> _Exercise directions_
If a line in the records below contains "pepper", copy that line.

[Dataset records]
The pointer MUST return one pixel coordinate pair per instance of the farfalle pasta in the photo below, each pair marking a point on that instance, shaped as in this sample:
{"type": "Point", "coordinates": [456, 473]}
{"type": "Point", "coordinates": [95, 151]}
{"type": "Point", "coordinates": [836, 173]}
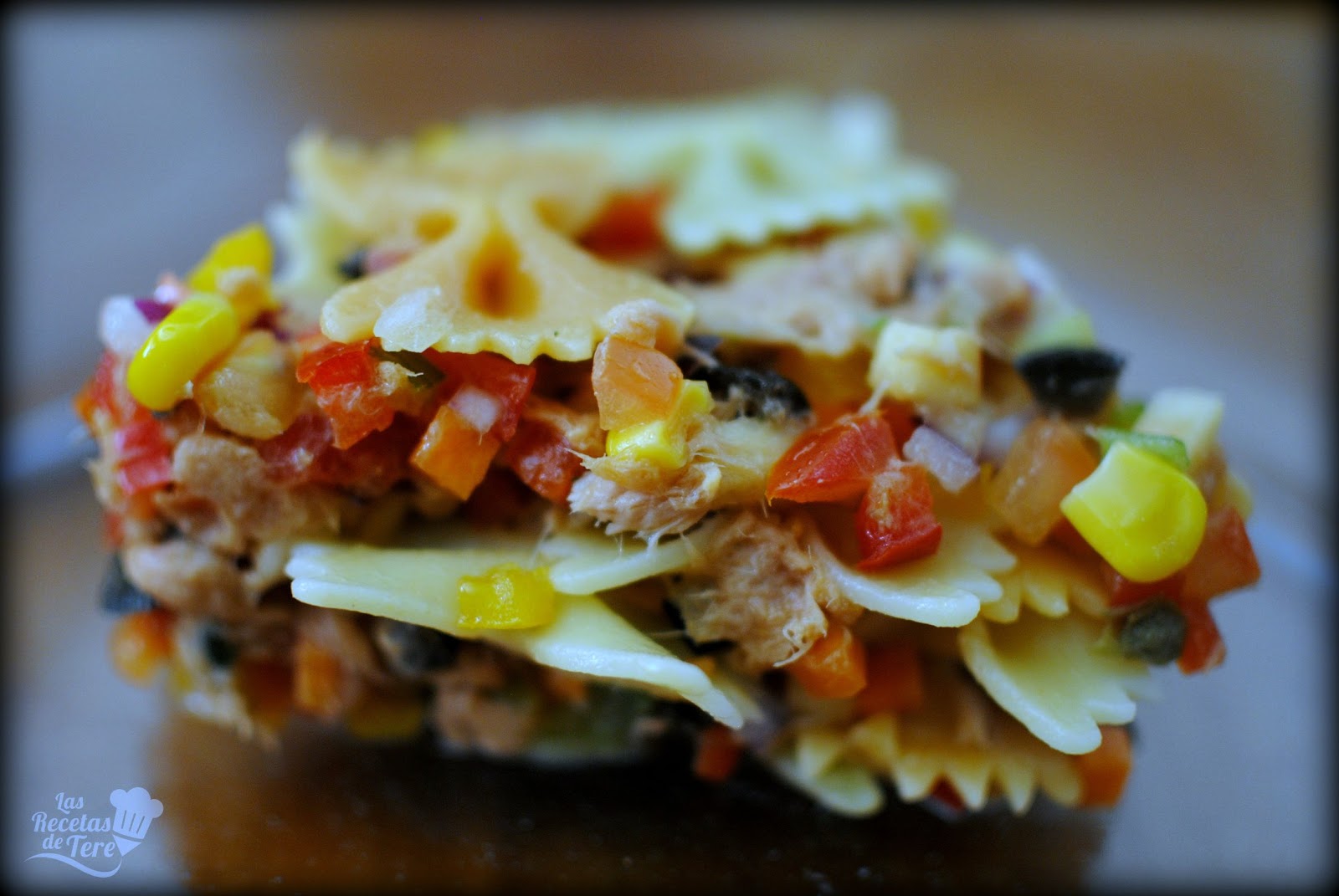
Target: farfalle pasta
{"type": "Point", "coordinates": [555, 434]}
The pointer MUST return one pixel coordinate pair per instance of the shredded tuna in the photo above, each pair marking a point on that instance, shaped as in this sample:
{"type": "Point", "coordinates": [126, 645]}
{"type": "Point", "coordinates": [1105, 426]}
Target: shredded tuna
{"type": "Point", "coordinates": [649, 515]}
{"type": "Point", "coordinates": [763, 592]}
{"type": "Point", "coordinates": [821, 302]}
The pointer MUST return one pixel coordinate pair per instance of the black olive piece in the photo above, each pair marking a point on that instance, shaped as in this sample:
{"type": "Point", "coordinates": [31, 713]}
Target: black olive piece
{"type": "Point", "coordinates": [354, 264]}
{"type": "Point", "coordinates": [120, 595]}
{"type": "Point", "coordinates": [702, 648]}
{"type": "Point", "coordinates": [758, 392]}
{"type": "Point", "coordinates": [413, 650]}
{"type": "Point", "coordinates": [1073, 381]}
{"type": "Point", "coordinates": [1153, 631]}
{"type": "Point", "coordinates": [220, 650]}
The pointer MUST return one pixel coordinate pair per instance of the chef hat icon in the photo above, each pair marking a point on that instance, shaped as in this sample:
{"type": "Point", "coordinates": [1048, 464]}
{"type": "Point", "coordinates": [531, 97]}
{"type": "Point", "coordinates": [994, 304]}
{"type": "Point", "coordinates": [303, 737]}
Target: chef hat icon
{"type": "Point", "coordinates": [136, 811]}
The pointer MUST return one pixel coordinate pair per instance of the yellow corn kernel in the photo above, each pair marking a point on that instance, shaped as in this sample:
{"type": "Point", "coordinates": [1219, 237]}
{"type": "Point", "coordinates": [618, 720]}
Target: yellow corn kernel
{"type": "Point", "coordinates": [239, 265]}
{"type": "Point", "coordinates": [1142, 515]}
{"type": "Point", "coordinates": [184, 343]}
{"type": "Point", "coordinates": [506, 596]}
{"type": "Point", "coordinates": [935, 365]}
{"type": "Point", "coordinates": [663, 443]}
{"type": "Point", "coordinates": [382, 715]}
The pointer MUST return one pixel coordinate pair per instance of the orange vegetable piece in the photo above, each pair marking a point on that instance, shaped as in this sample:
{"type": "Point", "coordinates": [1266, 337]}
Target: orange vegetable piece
{"type": "Point", "coordinates": [633, 383]}
{"type": "Point", "coordinates": [1224, 560]}
{"type": "Point", "coordinates": [1105, 769]}
{"type": "Point", "coordinates": [1048, 459]}
{"type": "Point", "coordinates": [142, 643]}
{"type": "Point", "coordinates": [834, 666]}
{"type": "Point", "coordinates": [718, 755]}
{"type": "Point", "coordinates": [895, 682]}
{"type": "Point", "coordinates": [454, 454]}
{"type": "Point", "coordinates": [318, 681]}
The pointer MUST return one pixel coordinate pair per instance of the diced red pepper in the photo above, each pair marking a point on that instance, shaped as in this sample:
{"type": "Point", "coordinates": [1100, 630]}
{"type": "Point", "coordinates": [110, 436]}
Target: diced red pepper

> _Reply_
The pointer MUST return one pixel coordinate pair per instance of the diced red pepper in the photo above, each pair marking a point on that instance, shaped as in this sample:
Target: diced red pepper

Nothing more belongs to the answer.